WRITTEN INSTRUCTION => Reproduce word for word the lines of the material that start at the line containing "Tag the concrete" and run through the end of the material, both ends included.

DATA FOR PROCESSING =>
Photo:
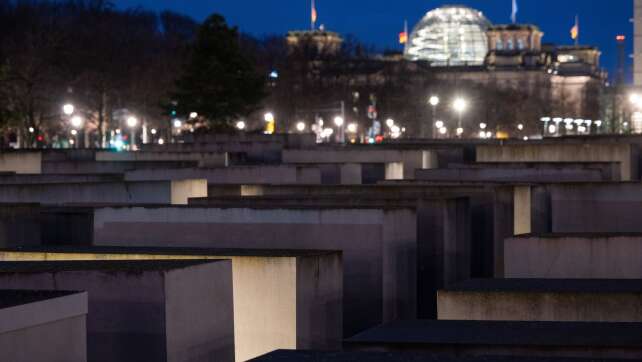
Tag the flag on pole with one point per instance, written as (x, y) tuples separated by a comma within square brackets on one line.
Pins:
[(575, 30), (403, 36), (513, 15), (314, 15)]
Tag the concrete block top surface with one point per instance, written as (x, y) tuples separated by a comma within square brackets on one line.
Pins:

FULL SOLUTION =>
Tag the concrete block top surface with one point per instance, written as (x, y) tuples separated by a comma within square brackets on one line.
Pins:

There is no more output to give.